------ ТЕКСТ ДЛЯ ЧТЕНИЯ
До «Появления героя» многие догадывались, что культура не существует без личного переживания и что в XVIII–XIX веке переживались в основном литературные сюжеты. Это создавало неповторимую атмосферу образованного русского общества. С «Появлением героя» стал понятен сам механизм, создававший своеобразие классической русской культуры, что открывает необозримые научные перспективы.

 

Фрагмент книги

Глава третья

Блудный сын

Не боясь ничьей критики

9 ноября 1799 года восемнадцатилетний Андрей Иванович Тургенев, начинающий литератор, страстный поклонник Шиллера и Гете, недавний выпускник Московского университета, только что поступивший на службу без жалованья в Архив Коллегии иностранных дел, решился наконец завести дневник. На первом листе небольшой тетради из синеватой дешевой бумаги в коричневом переплете он каллиграфическим почерком вывел дату и два эпиграфа на немецком языке — строфу из оды «К радости» Шиллера и строку из поэмы Виланда «Оберон». На втором листе дата повторена, год и число написаны и подчеркнуты, а потом следует первая запись, которая начинается со слов «День отменно печальной!» (РО ИРЛИ. Ф. 309. Ед. хр. 271. Л. 2)[1] и завершается сентенцией, показывающей, сколь знаменательным событием стало для автора начало ведения дневника:

Итак, теперь может исполниться то, чего я желал так долго. Здесь буду я вписывать все свои мысли, чувства, радостные и неприятные, буду рассуждать об интересных для меня предметах, не боясь ничьей критики (271: 2 об.).

Не вполне ясно, что мешало Андрею Ивановичу раньше реализовать свои давние желания. Едва ли приобретение тетради могло представлять для него практические или финансовые затруднения. Возможно, Тургенев полагал, что теперь дневник не попадет в чужие руки, хотя заметных перемен во внешних обстоятельствах его жизни не произошло. Как явствует уже из первой записи («Батюшка намерен быть целый вечер дома» [Там же, 2]), он по-прежнему жил вместе с родителями. Месяцем позже, размышляя о том, чего именно ему недостает для литературного творчества, Андрей Иванович записал:

Jetzt träume ich mich sehr oft in jene angenehme, ruhige, genußvolle Lebensart. Wenn es doch einmal geschähe, so, so wie ich es mir vorstelle. Ach! das kann nicht seyn, eben weil ich es mir so einbilde. — Ich stele mir mein einsames Zimmer <vor>; da Morgens arbeite ich in Geschäfte, oder sitze bey mir, und lese oder schreibe [Теперь я очень часто погружен в мечты о приятной, спокойной, полной наслаждения жизни. Если бы однажды все было бы так, как я себе представляю. Ах! этого не может быть, именно потому, что я все это себе воображаю. — Я представляю себе свою одинокую комнату. По утрам я стал бы заниматься там по должности, или просто сидел бы, читая или пиша (нем.)].
------------
# ЦЕЛЬ УПРАЖНЕНИЯ
Воспроизведите дословно часть текста о дневнике Андрея Ивановича Тургенева, от слов «Jetzt träume ich» до слов «или пиша (нем.)].» включительно. Следующий далее перечень к работе с текстом отношения не имеет.
------ ИЗВЛЕЧЁННЫЙ МАТЕРИАЛ
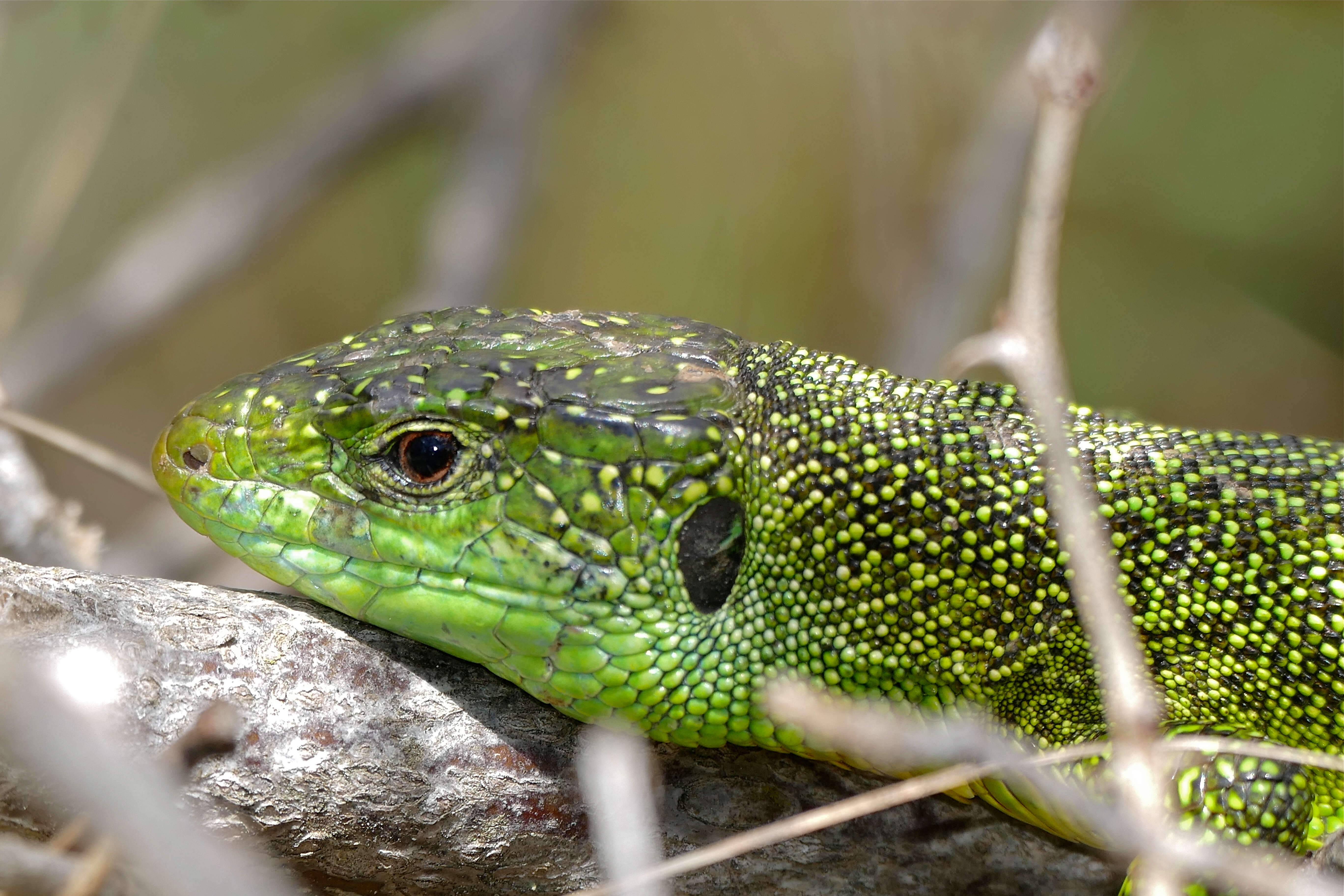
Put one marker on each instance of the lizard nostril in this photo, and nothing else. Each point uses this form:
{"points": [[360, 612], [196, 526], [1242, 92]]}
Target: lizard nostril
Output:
{"points": [[197, 456], [710, 554]]}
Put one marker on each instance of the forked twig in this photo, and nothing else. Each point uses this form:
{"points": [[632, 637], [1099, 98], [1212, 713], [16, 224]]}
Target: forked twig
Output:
{"points": [[1066, 73]]}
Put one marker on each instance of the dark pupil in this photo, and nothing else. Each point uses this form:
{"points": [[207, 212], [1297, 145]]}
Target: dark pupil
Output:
{"points": [[427, 457], [712, 547]]}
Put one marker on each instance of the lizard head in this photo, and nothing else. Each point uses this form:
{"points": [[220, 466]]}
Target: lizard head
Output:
{"points": [[554, 496]]}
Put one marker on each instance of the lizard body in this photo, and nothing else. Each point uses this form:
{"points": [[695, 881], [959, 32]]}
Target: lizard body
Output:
{"points": [[644, 520]]}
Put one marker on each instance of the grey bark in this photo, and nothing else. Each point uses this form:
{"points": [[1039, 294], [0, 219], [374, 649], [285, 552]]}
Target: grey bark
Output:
{"points": [[374, 765]]}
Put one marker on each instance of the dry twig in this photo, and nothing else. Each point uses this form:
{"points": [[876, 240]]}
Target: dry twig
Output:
{"points": [[1066, 73], [80, 448], [62, 164], [216, 225], [472, 224], [616, 777]]}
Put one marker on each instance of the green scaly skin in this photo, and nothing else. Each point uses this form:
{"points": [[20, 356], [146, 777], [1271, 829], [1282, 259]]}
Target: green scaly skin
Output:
{"points": [[897, 542]]}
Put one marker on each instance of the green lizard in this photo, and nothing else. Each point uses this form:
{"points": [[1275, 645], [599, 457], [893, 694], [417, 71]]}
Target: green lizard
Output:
{"points": [[644, 520]]}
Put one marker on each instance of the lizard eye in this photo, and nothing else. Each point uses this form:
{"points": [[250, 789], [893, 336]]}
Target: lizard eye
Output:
{"points": [[425, 457], [712, 547]]}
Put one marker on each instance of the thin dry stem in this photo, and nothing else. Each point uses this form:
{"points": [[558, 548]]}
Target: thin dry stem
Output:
{"points": [[69, 835], [83, 449], [616, 778], [1065, 69], [62, 163], [803, 824], [214, 225], [842, 812], [92, 871]]}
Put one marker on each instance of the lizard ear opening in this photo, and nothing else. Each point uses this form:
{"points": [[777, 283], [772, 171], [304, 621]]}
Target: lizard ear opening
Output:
{"points": [[712, 547]]}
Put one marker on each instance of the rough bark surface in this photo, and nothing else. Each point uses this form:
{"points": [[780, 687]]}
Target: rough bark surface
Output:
{"points": [[374, 765]]}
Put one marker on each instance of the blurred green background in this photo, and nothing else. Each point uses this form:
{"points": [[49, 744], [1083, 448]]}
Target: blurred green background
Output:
{"points": [[775, 168]]}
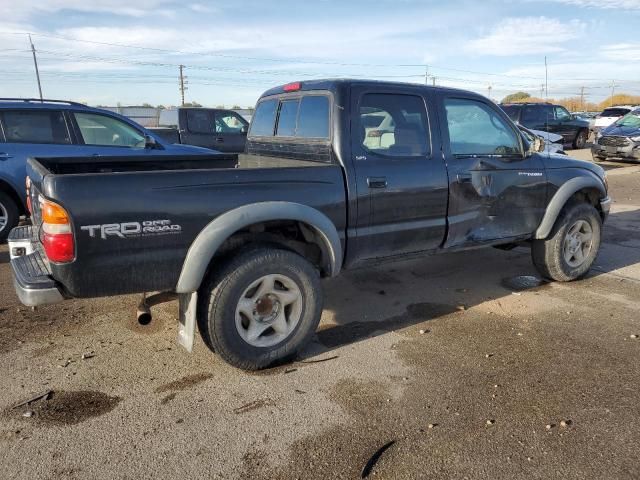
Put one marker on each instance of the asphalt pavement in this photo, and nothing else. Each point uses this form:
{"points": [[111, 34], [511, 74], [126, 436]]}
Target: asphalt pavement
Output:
{"points": [[454, 366]]}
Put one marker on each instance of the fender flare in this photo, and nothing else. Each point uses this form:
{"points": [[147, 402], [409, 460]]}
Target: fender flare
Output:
{"points": [[219, 230], [560, 198]]}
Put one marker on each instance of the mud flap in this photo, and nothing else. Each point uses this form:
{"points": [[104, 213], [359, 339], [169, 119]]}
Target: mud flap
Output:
{"points": [[187, 303]]}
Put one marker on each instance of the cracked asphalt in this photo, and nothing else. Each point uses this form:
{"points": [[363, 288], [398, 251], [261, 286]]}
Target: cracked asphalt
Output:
{"points": [[454, 366]]}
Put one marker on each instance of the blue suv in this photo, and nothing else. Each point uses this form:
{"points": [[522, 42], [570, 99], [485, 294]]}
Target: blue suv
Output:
{"points": [[31, 128]]}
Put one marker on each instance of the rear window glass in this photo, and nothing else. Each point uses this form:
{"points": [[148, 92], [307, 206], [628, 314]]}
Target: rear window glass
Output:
{"points": [[199, 121], [264, 119], [615, 112], [313, 119], [306, 117], [287, 118], [35, 127]]}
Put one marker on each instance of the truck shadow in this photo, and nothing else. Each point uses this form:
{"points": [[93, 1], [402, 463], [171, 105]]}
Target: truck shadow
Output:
{"points": [[363, 304]]}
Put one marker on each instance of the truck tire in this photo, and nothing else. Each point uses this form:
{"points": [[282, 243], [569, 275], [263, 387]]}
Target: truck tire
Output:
{"points": [[9, 215], [572, 246], [581, 139], [260, 308]]}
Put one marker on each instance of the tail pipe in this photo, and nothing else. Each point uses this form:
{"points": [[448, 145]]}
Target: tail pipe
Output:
{"points": [[143, 312]]}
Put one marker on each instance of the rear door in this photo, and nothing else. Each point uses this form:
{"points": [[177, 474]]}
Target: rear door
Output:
{"points": [[401, 178], [497, 191]]}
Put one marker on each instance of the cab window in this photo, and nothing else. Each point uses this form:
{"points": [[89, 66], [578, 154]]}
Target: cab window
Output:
{"points": [[394, 125], [476, 129], [107, 131], [37, 126]]}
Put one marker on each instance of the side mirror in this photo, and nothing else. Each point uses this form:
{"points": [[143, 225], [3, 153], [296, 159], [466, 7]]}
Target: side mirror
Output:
{"points": [[538, 144], [150, 142]]}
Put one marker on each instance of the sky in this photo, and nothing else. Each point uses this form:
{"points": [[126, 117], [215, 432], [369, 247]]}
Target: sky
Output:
{"points": [[108, 52]]}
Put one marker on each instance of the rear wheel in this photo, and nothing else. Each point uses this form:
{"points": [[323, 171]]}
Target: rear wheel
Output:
{"points": [[9, 215], [571, 248], [260, 308], [581, 139]]}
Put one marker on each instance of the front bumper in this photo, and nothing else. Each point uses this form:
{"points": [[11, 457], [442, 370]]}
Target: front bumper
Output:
{"points": [[31, 275], [631, 151]]}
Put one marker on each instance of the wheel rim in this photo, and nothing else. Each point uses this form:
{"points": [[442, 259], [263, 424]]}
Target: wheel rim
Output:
{"points": [[269, 310], [578, 243], [4, 217]]}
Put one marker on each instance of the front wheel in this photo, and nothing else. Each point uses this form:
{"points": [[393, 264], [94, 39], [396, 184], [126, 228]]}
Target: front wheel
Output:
{"points": [[9, 215], [260, 308], [581, 139], [572, 246]]}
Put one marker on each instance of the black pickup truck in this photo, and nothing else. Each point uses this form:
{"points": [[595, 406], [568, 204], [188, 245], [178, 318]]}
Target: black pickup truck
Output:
{"points": [[336, 174]]}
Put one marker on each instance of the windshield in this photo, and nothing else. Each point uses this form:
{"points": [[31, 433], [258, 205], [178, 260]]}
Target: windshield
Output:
{"points": [[630, 120], [512, 111]]}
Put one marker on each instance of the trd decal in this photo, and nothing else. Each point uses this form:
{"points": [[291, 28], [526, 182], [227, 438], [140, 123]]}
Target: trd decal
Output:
------------
# ОТВЕТ
Jetzt träume ich mich sehr oft in jene angenehme, ruhige, genußvolle Lebensart. Wenn es doch einmal geschähe, so, so wie ich es mir vorstelle. Ach! das kann nicht seyn, eben weil ich es mir so einbilde. — Ich stele mir mein einsames Zimmer <vor>; da Morgens arbeite ich in Geschäfte, oder sitze bey mir, und lese oder schreibe [Теперь я очень часто погружен в мечты о приятной, спокойной, полной наслаждения жизни. Если бы однажды все было бы так, как я себе представляю. Ах! этого не может быть, именно потому, что я все это себе воображаю. — Я представляю себе свою одинокую комнату. По утрам я стал бы заниматься там по должности, или просто сидел бы, читая или пиша (нем.)].